[Text segment]:

Seven Warning Signs of a Gambling Addiction
Monday, November 08, 2010

More than 80 percent of adults gamble at least once a year and, for most, it is a harmless form of entertainment. For 1 percent of the population, though, gambling isn’t an enjoyment. It’s a serious problem.

Problem gambling is defined as gambling that begins to interfere and harm any major area of life including psychological, physical, social or vocational. There are seven main warning signs that a person may have a gambling disorder but an accurate diagnosis can only be made by a trained professional.

Many problem gamblers begin gambling during their youth but gambling addictions, like drug and alcohol addictions, affect people from every race, economic background and sex. A problem gambler will wager on whatever game is available, sometimes even creating bets on ordinary, everyday activities.

What are the warning signs of addictive gambling?

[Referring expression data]
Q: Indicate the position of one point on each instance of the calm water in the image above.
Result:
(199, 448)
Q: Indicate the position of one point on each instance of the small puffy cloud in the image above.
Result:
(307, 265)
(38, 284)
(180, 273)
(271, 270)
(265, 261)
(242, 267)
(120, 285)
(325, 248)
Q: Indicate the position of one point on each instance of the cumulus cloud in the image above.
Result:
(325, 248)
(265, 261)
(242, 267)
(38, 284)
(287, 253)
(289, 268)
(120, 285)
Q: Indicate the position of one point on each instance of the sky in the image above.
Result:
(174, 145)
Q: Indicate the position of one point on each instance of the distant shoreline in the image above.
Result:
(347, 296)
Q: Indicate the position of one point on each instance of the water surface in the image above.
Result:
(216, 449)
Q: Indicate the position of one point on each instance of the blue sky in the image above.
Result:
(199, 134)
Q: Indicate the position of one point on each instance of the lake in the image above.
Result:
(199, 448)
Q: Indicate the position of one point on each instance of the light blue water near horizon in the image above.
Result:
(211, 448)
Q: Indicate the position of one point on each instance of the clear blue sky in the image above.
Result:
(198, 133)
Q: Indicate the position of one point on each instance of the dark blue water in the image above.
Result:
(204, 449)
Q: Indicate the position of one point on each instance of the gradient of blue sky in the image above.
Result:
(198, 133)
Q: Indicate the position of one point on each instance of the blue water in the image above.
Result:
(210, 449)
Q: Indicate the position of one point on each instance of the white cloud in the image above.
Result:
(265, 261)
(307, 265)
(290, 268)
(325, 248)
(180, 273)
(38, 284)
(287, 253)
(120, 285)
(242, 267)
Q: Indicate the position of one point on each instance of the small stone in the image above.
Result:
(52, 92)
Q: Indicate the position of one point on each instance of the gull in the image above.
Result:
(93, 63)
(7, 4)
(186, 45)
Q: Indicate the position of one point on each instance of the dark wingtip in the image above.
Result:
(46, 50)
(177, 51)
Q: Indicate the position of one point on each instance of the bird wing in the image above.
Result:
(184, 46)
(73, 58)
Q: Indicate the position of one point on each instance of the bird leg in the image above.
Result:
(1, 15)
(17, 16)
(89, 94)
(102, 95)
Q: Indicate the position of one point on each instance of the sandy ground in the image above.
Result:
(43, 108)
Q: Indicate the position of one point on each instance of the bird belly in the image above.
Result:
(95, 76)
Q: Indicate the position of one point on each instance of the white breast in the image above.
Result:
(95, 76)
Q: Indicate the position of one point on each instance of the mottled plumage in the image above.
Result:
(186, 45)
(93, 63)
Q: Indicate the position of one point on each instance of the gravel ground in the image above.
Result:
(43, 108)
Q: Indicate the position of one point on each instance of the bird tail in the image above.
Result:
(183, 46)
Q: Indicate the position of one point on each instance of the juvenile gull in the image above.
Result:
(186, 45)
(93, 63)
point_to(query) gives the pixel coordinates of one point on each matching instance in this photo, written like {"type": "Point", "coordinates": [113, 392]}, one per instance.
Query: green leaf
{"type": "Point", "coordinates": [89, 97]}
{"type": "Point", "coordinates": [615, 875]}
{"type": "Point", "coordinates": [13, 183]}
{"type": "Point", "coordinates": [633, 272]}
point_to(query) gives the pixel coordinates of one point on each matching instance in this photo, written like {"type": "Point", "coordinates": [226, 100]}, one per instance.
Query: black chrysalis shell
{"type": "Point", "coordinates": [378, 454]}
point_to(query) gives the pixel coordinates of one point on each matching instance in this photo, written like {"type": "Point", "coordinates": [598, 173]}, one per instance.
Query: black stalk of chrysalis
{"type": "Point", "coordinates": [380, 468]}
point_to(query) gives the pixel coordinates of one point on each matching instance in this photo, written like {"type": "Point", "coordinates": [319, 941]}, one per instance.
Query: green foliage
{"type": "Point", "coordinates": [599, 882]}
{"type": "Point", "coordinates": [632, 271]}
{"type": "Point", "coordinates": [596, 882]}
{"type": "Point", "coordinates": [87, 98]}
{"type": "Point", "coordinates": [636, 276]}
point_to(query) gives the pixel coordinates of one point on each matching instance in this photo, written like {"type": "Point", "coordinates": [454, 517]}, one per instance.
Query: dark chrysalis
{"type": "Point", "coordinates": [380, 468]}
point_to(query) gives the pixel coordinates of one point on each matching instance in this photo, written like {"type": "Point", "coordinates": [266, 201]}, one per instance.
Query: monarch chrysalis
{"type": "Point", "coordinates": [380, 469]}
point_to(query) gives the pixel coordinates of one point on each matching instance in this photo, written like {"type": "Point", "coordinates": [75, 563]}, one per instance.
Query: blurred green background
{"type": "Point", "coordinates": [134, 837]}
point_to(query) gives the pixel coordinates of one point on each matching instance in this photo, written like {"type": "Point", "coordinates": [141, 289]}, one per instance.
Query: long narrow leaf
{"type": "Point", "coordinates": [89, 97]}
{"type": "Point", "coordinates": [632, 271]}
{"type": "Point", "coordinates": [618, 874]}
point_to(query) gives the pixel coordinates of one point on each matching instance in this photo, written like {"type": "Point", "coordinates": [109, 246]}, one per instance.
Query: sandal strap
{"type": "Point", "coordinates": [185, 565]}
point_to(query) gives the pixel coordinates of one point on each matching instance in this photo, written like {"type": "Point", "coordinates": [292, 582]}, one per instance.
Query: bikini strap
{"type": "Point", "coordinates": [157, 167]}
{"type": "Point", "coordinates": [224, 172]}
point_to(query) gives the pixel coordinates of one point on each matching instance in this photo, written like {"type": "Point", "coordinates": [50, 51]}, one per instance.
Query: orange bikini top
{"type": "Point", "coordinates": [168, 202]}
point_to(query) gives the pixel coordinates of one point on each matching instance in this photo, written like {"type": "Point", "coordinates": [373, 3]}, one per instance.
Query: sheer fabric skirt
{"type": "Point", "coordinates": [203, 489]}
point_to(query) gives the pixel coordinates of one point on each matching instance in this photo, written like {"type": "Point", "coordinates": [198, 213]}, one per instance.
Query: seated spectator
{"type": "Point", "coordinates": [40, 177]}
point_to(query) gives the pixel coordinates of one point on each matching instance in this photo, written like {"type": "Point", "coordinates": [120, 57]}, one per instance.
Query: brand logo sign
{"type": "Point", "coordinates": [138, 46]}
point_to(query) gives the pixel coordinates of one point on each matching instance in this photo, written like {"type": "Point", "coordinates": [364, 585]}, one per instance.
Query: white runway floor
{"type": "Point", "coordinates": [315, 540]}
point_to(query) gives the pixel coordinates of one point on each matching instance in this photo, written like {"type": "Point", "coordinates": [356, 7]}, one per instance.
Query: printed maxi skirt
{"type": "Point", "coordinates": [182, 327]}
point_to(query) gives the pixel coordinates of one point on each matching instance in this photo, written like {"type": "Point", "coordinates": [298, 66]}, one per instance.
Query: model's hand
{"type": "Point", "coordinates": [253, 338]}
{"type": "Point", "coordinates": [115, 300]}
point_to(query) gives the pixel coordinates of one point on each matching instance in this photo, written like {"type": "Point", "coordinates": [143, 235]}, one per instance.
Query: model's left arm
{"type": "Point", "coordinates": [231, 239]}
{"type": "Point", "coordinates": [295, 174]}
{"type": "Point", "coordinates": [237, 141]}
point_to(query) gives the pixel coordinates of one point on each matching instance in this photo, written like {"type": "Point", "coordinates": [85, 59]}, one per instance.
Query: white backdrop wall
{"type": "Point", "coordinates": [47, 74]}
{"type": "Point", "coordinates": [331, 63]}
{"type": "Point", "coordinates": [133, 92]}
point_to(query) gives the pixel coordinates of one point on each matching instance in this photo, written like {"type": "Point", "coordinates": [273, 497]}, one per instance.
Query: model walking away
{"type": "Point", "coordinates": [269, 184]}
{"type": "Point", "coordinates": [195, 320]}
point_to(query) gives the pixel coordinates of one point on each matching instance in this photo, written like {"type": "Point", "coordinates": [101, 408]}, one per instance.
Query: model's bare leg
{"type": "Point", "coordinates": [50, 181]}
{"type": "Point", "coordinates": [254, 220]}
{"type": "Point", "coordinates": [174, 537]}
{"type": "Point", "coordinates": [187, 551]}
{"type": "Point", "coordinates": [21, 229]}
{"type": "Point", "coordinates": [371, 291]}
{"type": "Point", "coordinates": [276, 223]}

[Exercise A]: Do these statements agree with the gambling addiction text? (i) More than 80 percent of adults gamble at least once a year. (ii) Anyone who knows the seven warning signs can accurately diagnose a gambling disorder. (iii) Gambling addictions affect only people from certain economic backgrounds. Answer yes or no for each, and quote the words of the text that decide it.
[Exercise B]: Can you resume the gambling addiction text after its last line and carry it on?

[Written reply A]:
(i) Yes: "More than 80 percent of adults gamble at least once a year"
(ii) No: "an accurate diagnosis can only be made by a trained professional"
(iii) No: "affect people from every race, economic background and sex"

[Written reply B]:
1 - Preoccupation
A constant fixation on gambling is one of the easiest ways to notice a gambling addiction. Reliving past gambling triumphs or failures, always planning the next excursion, and continuously thinking of how to get more money to gamble are a few examples of preoccupation.

2 - Escalation
Problem gamblers experience an actual physical reaction that is similar to a drug stimulated ‘high.’ Symptoms from this high can be an increased heart rate, dissociation from reality, among others. Also like a drug high, a tolerance to the amount of money gambled will develop.

To achieve this ‘high’, a problem gambler will need to wager increasingly larger amounts of money to attain the desired effect.

People with a gambling disorder will play until their last dollar is spent. Many problem gamblers end up in dire financial straits and need to rely on others to provide money for their gambling addiction. In severe cases, problem gamblers will break the law to finance their habit.

3 - Trying to Stop
A problem gambler may, unsuccessfully, try to control or stop their gambling. Multiple unsuccessful attempts to stop are a warning sign of a disorder.

Gambling addicts, similar to narcotic addicts, will become restless, irritable and angry during the periods when they try to control or stop their gambling habits.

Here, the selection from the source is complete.